--- Start of Data provided ---

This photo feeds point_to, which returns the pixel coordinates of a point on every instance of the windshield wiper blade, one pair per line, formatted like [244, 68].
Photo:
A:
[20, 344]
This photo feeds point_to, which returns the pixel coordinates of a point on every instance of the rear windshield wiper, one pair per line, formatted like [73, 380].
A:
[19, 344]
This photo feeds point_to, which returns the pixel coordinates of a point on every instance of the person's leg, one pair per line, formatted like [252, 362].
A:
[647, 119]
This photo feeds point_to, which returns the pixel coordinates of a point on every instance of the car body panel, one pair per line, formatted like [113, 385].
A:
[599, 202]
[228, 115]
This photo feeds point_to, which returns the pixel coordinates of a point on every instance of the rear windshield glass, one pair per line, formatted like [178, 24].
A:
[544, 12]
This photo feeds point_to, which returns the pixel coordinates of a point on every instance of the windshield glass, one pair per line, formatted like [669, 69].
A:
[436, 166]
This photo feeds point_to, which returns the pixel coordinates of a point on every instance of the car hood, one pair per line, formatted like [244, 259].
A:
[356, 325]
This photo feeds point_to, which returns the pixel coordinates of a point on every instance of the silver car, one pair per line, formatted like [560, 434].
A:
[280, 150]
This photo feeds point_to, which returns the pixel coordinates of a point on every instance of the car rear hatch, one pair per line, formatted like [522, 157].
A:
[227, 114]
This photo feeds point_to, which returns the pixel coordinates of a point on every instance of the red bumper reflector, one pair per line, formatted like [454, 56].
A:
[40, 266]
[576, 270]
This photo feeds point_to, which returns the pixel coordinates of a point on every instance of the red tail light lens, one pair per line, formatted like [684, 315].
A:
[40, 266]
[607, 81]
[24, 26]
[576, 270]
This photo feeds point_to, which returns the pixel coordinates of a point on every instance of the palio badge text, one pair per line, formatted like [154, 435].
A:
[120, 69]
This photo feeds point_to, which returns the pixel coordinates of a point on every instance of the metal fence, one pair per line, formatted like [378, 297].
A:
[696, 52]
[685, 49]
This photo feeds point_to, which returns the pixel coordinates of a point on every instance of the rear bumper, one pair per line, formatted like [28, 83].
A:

--- End of Data provided ---

Work required:
Rewrite every line of the records above as a JSON list of strings, one string per line and no strings for blank lines.

Output for this task:
[
  "This photo feeds point_to, which returns the pixel coordinates of a point on every instance of the windshield wiper blade, one pair per line, formatted like [244, 68].",
  "Photo:",
  "A:",
  "[20, 344]",
  "This photo feeds point_to, which returns the pixel coordinates of a point on every instance of the rear windshield wiper, one pair per line, formatted like [73, 380].",
  "A:",
  "[19, 344]",
  "This photo feeds point_to, which returns the pixel coordinates of a point on every instance of the person's leg, one pair per line, formatted like [252, 362].",
  "A:",
  "[647, 119]",
  "This photo feeds point_to, which returns the pixel coordinates of a point on every instance of the car body panel, one pair per line, formatted like [113, 385].",
  "A:",
  "[599, 202]",
  "[228, 115]",
  "This photo feeds point_to, which returns the pixel coordinates of a point on every instance of the rear windshield glass, one pair per line, formatted like [178, 24].",
  "A:",
  "[544, 12]",
  "This photo feeds point_to, which returns the pixel coordinates of a point on every instance of the windshield glass, one pair per line, formatted like [669, 69].",
  "A:",
  "[436, 166]",
  "This photo feeds point_to, which returns the pixel coordinates of a point on every instance of the car hood, one pair per line, formatted like [244, 259].",
  "A:",
  "[356, 325]",
  "This photo feeds point_to, which returns the pixel coordinates of a point on every instance of the silver car, one pair per line, formatted like [560, 434].",
  "A:",
  "[280, 150]",
  "This photo feeds point_to, which returns the pixel coordinates of a point on every instance of the car rear hatch, one pair per line, formatted like [522, 157].",
  "A:",
  "[227, 114]",
  "This photo feeds point_to, which returns the pixel coordinates of a point on every instance of the red bumper reflector, one pair per line, formatted like [454, 56].",
  "A:",
  "[40, 266]",
  "[576, 270]",
  "This photo feeds point_to, which returns the pixel coordinates of a point on every instance of the red tail light lens, one pair per line, formatted like [684, 315].",
  "A:",
  "[40, 266]",
  "[607, 81]",
  "[24, 26]",
  "[576, 270]",
  "This photo feeds point_to, which returns the pixel coordinates of a point on every instance of the palio badge text, one pair per line, formatted like [154, 435].",
  "A:",
  "[120, 69]",
  "This photo feeds point_to, which returns the pixel coordinates of a point on every instance of the metal fence, one pair per line, formatted like [378, 297].",
  "A:",
  "[696, 52]",
  "[685, 49]",
  "This photo feeds point_to, which returns the pixel coordinates of a point on every instance of the rear bumper, one pair per line, formatted like [28, 83].",
  "A:"
]